> Arbeitsauftrag
Gib aus dem folgenden Material alles von der Zeile mit „TARGET = shop window“ bis hinunter zum Ende des Materials Zeile für Zeile unverändert wieder. Beide Enden gehören dazu.

Einträge eines Datensatzes:
---+---

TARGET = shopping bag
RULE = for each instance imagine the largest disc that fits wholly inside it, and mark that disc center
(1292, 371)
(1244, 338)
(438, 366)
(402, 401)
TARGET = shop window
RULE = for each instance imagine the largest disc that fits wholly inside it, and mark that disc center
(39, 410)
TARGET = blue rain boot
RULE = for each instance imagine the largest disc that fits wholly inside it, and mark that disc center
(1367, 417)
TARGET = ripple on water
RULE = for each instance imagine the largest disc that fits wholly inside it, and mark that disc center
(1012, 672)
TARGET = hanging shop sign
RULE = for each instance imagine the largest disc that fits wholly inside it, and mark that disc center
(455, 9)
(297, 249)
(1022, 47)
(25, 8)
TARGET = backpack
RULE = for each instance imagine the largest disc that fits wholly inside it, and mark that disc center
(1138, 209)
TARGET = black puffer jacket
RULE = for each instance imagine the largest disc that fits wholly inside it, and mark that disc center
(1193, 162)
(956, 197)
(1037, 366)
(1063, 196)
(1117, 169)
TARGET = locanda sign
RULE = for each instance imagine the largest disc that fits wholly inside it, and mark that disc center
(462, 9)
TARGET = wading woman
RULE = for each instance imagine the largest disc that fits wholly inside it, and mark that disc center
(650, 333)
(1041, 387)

---+---

> Vollständige Lösung
TARGET = shop window
RULE = for each instance imagine the largest disc that fits wholly inside it, and mark that disc center
(39, 410)
TARGET = blue rain boot
RULE = for each instance imagine the largest disc that fits wholly inside it, and mark that disc center
(1367, 417)
TARGET = ripple on water
RULE = for each instance imagine the largest disc that fits wholly inside it, and mark that disc center
(1012, 672)
TARGET = hanging shop sign
RULE = for each instance imagine the largest disc that fits wholly inside it, and mark that disc center
(455, 9)
(297, 249)
(1022, 47)
(25, 8)
TARGET = backpack
RULE = for each instance imagine the largest disc that fits wholly inside it, and mark that disc center
(1138, 209)
TARGET = black puffer jacket
RULE = for each instance imagine the largest disc that fits wholly inside it, and mark that disc center
(1193, 162)
(956, 197)
(1037, 366)
(1063, 196)
(1117, 169)
TARGET = locanda sign
RULE = for each instance imagine the largest disc that fits wholly inside it, and mark that disc center
(462, 9)
TARGET = wading woman
RULE = for each instance imagine the largest disc that fits wholly inside it, and mark that disc center
(650, 333)
(1041, 387)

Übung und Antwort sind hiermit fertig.